(ENTRIES SHOWN begins)

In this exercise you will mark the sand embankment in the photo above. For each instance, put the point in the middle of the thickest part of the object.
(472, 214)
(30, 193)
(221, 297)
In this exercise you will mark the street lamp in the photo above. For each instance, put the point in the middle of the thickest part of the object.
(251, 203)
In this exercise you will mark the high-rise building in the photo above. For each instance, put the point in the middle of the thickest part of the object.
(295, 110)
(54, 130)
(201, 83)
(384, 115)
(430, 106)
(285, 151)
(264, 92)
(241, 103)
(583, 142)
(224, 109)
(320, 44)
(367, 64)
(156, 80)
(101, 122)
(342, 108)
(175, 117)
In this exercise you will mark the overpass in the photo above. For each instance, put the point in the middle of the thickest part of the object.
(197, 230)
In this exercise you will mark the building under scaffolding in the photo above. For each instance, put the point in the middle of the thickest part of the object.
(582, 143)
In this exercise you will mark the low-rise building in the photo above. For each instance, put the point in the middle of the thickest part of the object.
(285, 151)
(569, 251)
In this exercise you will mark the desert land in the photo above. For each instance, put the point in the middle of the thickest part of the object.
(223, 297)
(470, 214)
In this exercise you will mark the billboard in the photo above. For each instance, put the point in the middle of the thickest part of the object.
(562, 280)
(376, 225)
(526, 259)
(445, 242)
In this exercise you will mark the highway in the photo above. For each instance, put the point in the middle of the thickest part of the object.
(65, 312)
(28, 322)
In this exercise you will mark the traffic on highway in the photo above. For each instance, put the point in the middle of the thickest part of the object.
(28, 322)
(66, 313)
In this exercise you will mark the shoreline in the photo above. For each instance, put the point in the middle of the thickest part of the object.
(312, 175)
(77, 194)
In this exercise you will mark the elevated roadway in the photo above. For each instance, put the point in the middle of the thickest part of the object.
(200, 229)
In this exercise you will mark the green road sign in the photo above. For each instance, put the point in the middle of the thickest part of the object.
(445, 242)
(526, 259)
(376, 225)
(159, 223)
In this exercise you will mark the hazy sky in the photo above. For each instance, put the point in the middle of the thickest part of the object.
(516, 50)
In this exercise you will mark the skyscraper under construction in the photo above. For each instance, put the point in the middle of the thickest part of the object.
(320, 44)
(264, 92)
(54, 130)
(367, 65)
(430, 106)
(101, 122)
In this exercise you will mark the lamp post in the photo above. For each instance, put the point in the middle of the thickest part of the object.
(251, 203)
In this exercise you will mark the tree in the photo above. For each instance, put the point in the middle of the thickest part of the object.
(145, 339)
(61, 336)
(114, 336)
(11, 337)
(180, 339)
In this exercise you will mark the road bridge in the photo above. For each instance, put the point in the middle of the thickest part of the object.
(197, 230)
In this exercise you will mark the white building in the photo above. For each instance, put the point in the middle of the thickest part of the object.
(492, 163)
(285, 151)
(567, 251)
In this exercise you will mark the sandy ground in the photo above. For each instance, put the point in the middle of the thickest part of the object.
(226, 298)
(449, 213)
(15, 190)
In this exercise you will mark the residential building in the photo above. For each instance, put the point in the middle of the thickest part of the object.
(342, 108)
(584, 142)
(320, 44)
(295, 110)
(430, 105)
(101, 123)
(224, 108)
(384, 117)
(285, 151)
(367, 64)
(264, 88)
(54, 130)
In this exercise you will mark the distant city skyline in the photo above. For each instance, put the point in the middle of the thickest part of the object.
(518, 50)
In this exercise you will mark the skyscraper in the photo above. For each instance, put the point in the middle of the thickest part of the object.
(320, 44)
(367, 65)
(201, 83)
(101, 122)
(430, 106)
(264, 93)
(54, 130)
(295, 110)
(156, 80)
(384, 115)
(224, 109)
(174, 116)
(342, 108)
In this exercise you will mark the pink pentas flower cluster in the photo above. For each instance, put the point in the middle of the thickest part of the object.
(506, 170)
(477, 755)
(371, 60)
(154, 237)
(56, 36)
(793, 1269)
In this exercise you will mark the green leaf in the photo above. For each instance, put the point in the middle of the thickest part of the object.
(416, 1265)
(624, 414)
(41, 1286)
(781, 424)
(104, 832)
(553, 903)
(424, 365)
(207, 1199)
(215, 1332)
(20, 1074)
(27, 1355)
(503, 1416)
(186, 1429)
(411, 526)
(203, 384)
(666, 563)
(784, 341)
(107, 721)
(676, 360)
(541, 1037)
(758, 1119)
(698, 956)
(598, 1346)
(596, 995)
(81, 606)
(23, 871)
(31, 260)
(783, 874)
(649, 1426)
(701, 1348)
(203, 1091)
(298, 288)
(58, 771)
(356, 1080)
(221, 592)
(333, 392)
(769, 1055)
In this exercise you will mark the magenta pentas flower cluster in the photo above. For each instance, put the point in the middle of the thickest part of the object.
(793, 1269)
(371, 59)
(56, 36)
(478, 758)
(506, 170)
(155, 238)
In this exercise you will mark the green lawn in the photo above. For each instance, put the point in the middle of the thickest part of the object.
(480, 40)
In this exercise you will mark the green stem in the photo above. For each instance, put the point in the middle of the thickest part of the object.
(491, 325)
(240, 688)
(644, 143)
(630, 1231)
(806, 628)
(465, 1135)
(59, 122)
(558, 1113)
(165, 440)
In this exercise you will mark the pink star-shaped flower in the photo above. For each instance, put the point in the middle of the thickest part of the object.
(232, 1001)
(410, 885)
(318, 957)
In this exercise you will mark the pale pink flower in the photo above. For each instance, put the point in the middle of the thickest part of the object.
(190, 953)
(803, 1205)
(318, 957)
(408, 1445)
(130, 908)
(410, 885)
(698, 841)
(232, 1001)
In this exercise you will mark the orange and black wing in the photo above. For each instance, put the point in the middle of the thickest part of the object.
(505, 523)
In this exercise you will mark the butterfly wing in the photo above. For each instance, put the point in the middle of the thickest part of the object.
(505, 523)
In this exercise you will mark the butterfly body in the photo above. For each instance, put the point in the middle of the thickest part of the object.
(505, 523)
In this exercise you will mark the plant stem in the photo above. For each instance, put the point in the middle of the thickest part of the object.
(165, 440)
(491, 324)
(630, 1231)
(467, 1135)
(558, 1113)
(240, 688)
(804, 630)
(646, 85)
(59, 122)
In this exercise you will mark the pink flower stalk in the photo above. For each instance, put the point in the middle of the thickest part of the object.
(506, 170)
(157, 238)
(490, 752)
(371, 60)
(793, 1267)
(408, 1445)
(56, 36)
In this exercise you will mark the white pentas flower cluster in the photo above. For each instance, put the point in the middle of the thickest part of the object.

(ENTRIES SHOWN ends)

▶ **WHAT NEEDS TO BE DONE**:
Create a word-for-word copy of the whole listing.

▶ **RESPONSE BELOW**:
In this exercise you will mark the sand embankment in the photo above. For each instance, put the point in the middle of the thickest part of the object.
(472, 214)
(30, 193)
(221, 297)
In this exercise you will mark the street lamp in the photo above. For each instance, put the point in the middle of the thickest part of the object.
(251, 203)
In this exercise you will mark the high-rise building in the photo above. For each instance, put the point in the middle of the thickest part of the object.
(295, 110)
(54, 130)
(201, 83)
(384, 115)
(430, 106)
(285, 151)
(264, 92)
(241, 103)
(583, 142)
(224, 109)
(320, 44)
(367, 64)
(156, 80)
(101, 122)
(342, 108)
(175, 117)
In this exercise you will mark the overpass in the photo above. For each instance, put the point in the middle of the thickest part of the object.
(197, 230)
In this exercise you will mark the building under scaffolding in the photo above. For each instance, put the point in the middle of the thickest part of the object.
(582, 143)
In this exercise you will mark the low-rise building in the photo above. For each instance, put the point in the middle of the thickest part of the object.
(285, 151)
(569, 251)
In this exercise you will mark the desert land in the photo above. For each instance, put the point in the middle of the thickest part of the object.
(223, 297)
(470, 214)
In this exercise you will mark the billboard in the photo above. For each instance, put the point in the middle of the thickest part of the object.
(562, 280)
(376, 225)
(526, 259)
(445, 242)
In this exercise you will mark the highway in the photo above. For each instance, put the point in the middle of the thickest part of the object.
(65, 312)
(28, 322)
In this exercise you will mark the traffic on highway in the photo above. For each instance, put the point in the middle of the thickest part of the object.
(28, 322)
(66, 313)
In this exercise you will mark the shoreline in the photo above. For each instance, put the point in the middle of the thickest part of the object.
(312, 175)
(77, 194)
In this exercise you will mark the elevated roadway in the photo above. For each instance, put the point in the middle of the thickest part of the object.
(200, 229)
In this exercise you will mark the green road sign in the photo above. For each instance, put the point in the middle of the thickest part of the object.
(445, 242)
(526, 259)
(376, 225)
(159, 223)
In this exercise you will mark the hazy sky in the photo above. For each instance, put the point in the middle of the thickest part of the object.
(516, 50)
In this exercise you will mark the skyscraper under construction in the photo above. For each instance, put the point in the middle of the thickest part of the object.
(320, 44)
(264, 92)
(54, 130)
(367, 65)
(430, 106)
(101, 122)
In this exercise you will mark the lamp post in the photo above. For each instance, put the point in the middle of the thickest part of the object.
(251, 203)
In this exercise you will mark the tree in the photo above. For each instance, put the point in the middle of the thickest part of the object.
(145, 339)
(61, 336)
(114, 336)
(11, 337)
(180, 339)
In this exercise you will mark the road bridge in the photo above. For each instance, put the point in the middle of the thickest part of the object.
(197, 230)
In this exercise you will mark the white building in the photo above. For each instance, put the point in the middle of the thickest part of the object.
(492, 163)
(285, 151)
(567, 251)
In this exercise you will mark the sandy ground in the photo above. For each instance, put the point in the middle of the thickest part of the object.
(226, 298)
(449, 213)
(15, 190)
In this exercise you will mark the residential building in the photo above. For each instance, put the point in the middle of the thickest part of the object.
(342, 108)
(584, 142)
(320, 44)
(295, 110)
(430, 105)
(101, 123)
(224, 108)
(384, 117)
(285, 151)
(367, 64)
(264, 88)
(54, 130)
In this exercise you will mark the distant city skyline in the photo above. For each instance, put the point in the middle of the thickest part of the object.
(518, 50)
In this exercise you will mark the skyscraper in the photo above. For each instance, put the point in the middle of the thickest part of the object.
(320, 44)
(367, 65)
(201, 83)
(101, 122)
(430, 106)
(264, 93)
(54, 130)
(295, 110)
(156, 80)
(384, 115)
(224, 109)
(174, 116)
(342, 108)
In this exercise you will mark the pink pentas flower cluster in the photo above. For each instance, put the point in the middle of the thickest part of the object.
(506, 170)
(477, 755)
(371, 60)
(154, 237)
(56, 36)
(793, 1269)
In this exercise you will mark the green leaf in the photo above. For each instance, put the point in the middle of the thickest part of the object.
(416, 1265)
(624, 414)
(41, 1286)
(781, 424)
(104, 832)
(553, 903)
(424, 365)
(207, 1199)
(215, 1332)
(20, 1074)
(27, 1355)
(503, 1416)
(186, 1429)
(411, 526)
(203, 384)
(666, 563)
(784, 341)
(107, 721)
(676, 360)
(541, 1037)
(758, 1119)
(698, 956)
(598, 1346)
(596, 995)
(81, 606)
(23, 871)
(31, 260)
(783, 874)
(649, 1426)
(701, 1348)
(203, 1091)
(298, 288)
(58, 771)
(356, 1080)
(221, 592)
(333, 392)
(769, 1055)
In this exercise you will mark the magenta pentas flower cluster in the photo above. For each instance, put the point in the middle of the thickest part of the object.
(793, 1269)
(371, 59)
(56, 36)
(478, 758)
(506, 170)
(155, 238)
In this exercise you will mark the green lawn in the photo above. For each instance, put the point in the middle of the thickest part of the object.
(480, 40)
In this exercise you will mark the green stem in the photo above. For each instance, put the point in the middle of the thickest part of the object.
(491, 325)
(240, 688)
(644, 143)
(630, 1231)
(806, 628)
(465, 1135)
(59, 122)
(558, 1113)
(165, 440)
In this exercise you will mark the pink star-shaped flower in the photo above. For each instance, put the point in the middle of the thickest part of the object.
(232, 1001)
(410, 885)
(318, 957)
In this exercise you will mark the pale pink flower in the photo above. For each instance, put the point in the middle of the thickest part of the object.
(190, 953)
(803, 1205)
(318, 957)
(408, 1445)
(130, 908)
(410, 885)
(698, 841)
(232, 1001)
In this exercise you will mark the orange and black wing in the photo above. For each instance, put the point in the middle of the thickest part of the object.
(505, 523)
In this exercise you will mark the butterfly wing in the photo above. For each instance, put the point in the middle of the thickest part of the object.
(505, 523)
In this exercise you will mark the butterfly body in the photo above. For each instance, put the point in the middle of the thickest part of the object.
(505, 523)
In this exercise you will mark the plant stem in the photo above. For each instance, put the point in the middle of the thickest part of the object.
(165, 440)
(491, 324)
(630, 1231)
(467, 1135)
(558, 1113)
(240, 688)
(804, 630)
(646, 85)
(59, 122)
In this exercise you will mark the pink flower stalk in the photo above. For each instance, put the point in the middle of the thickest part of the object.
(506, 170)
(157, 238)
(490, 752)
(371, 60)
(793, 1267)
(408, 1445)
(56, 36)
In this exercise you will mark the white pentas flower cluster in the photo above. For each instance, put the point in the middle of the thickest part of the object.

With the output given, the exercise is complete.